No caso, o artigo era sobre a moda, pujante e crescente, do coliving, ou seja, da partilha de casa. E eu confesso-vos que quase me emocionei com o artigo, pela maneira como é mostrado o copo meio cheio das coisas, de como a actualidade é retratada romanticamente, dando-nos desta forma uma perspectiva muito mais bonita da vida, mesmo que já tenhamos 30 anos e o nosso salário só dê para pouco mais que alugar um beliche numa camarata em Odivelas e pagar o passe para ir todos os dias até ao cowork na Baixa, onde está sediada a incrível startup onde trabalhamos.
Se quisermos ser uns rabugentos pessimistas, poderíamos dizer que o capitalismo selvagem, cuja falta de escrúpulos (ou regulação, vá) alimenta o crescimento desenfreado da especulação imobiliária, aliado aos salários praticados, força as pessoas a viverem com amigos ou desconhecidos até à idade em que deviam estar a mandar sair de casa os próprios filhos. Mas o artigo mostra-nos o contrário. É moda, é uma opção feliz e voluntária.
Ao que parece, cada vez mais pessoas querem chegar ali à volta dos 30 anos e continuar em coliving, provavelmente coshowering com o Jorge, na banheira que está sempre entupida com novelos viscosos de cabelo da Soraia e da Alice, e quem sabe coshitting também com o Pedro e o Gonçalo. Por ser moda, claro, nunca para poupar água.
É engraçado como é uma moda que inclui, que é democrática, visto que os cada vez mais aderentes a si, tanto são publicitários, como artistas, engenheiros, médicos, enfermeiros, professores, advogados, designers, toda uma panóplia de ocupações, e até youtubers. Bem, estes últimos são os mais orgulhosos disso, talvez até um pouco culpados pela moda.

Material fornecido:
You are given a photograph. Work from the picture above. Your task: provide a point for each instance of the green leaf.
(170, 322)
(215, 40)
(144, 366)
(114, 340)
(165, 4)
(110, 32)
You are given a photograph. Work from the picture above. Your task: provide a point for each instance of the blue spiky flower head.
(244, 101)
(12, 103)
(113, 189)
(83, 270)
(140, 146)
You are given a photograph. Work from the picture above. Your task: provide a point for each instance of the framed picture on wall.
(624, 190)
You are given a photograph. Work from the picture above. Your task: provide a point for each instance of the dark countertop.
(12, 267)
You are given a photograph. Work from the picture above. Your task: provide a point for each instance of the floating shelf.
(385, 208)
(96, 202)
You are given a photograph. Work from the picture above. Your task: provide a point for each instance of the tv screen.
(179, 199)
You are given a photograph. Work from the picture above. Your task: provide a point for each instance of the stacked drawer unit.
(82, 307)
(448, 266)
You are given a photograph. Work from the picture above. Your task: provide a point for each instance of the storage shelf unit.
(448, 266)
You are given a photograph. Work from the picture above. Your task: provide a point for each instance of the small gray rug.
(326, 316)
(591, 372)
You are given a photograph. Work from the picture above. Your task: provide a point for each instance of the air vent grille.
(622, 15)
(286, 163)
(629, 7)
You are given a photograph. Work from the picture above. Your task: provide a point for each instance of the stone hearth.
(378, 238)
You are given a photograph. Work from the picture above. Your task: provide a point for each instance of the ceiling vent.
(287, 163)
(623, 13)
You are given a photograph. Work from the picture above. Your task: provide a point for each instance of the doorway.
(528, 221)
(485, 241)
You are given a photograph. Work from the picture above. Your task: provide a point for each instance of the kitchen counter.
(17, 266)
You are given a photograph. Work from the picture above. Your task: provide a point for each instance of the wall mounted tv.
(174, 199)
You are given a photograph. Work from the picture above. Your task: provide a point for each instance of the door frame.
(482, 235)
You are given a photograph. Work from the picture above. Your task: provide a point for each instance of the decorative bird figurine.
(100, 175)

Tarefa 1:
Enumere todos os nomes próprios de pessoas que aparecem no texto sobre o coliving.
Tarefa 2:
No texto sobre o coliving, onde fica o beliche que o salário mal dá para alugar?
Tarefa 3:
Prossiga o texto sobre o coliving a partir da última frase apresentada, mantendo o mesmo tom.
Os registos não entram em nada do que aqui se pede.

Resposta 1:
Jorge, Soraia, Alice, Pedro, Gonçalo

Resposta 2:
Numa camarata em Odivelas.

Resposta 3:
Mas imaginem chegar a casa, depois de um intenso dia de 8 horas (no mínimo dos mínimos) de trabalho no hospital, na agência ou no escritório, e como pesa o cansaço entranhado no corpo e na mente. Tira-se a senha para a casa-de-banho – o Jorge demora sempre meia hora (5 minutos a fazer cocó, 10 no Instagram e 15 a chorar enquanto pensa no salário que recebe, mesmo já trabalhando naquela empresa há 5 anos). Na cozinha, não dá para ir já fazer o jantar, nem sequer fazendo cocooking (ou cozinhing, se preferirem), porque está a Soraia a ocupar os bicos todos do fogão, a fazer um jantar para uns amigos que estão esparramados no único sofá da sala e a baralhar o algoritmo da Netflix. O Pedro e o Gonçalo estão no corredor a discutir exaltados sobre se a foto do Pizzi a beijar na boca o Bruno Fernandes é verdadeira, ou montagem do Insónias. Resta ir descansar um pouco para o quarto, que por acaso é ao lado do da Alice, que é pansexual e que está com a música aos berros para disfarçar os sons do cosexing que está a fazer com mais quatro pessoas.
Tudo isto, não é falta de privacidade, é só co(over)sharing. Portanto, o sonho de qualquer jovem adulto. Uma moda a que cada vez mais gente quer aderir por prazer, e não porque se pagasse uma renda sozinho sobrava dinheiro para meia sopa por dia e 100MB de net para o mês todo.
Gosto que a NiT consiga este branqueamento do capital, pegando num dos piores produtos do capitalismo actual, tornando-o em algo sexy e travestido. Só acho que era ligeiramente mais honesto, ao invés de coliving, chamar-lhe cosurviving.
P.S: Aguardamos os próximos artigos da NiT sobre, por exemplo, pessoas em condição de sem-abrigo, “A moda dos outdoor lovers”, ou até sobre a crise dos refugiados “Poderão ser estes os próximos medalhados olímpicos de natação?”.
Sugestões mais ou menos culturais que, no caso de não valerem a pena, vos permitem vir insultar-me e cobrar-me uma jola:
- De Olhos Fixos no Sol: Estou maravilhado com este livro do Irvin D. Yalom.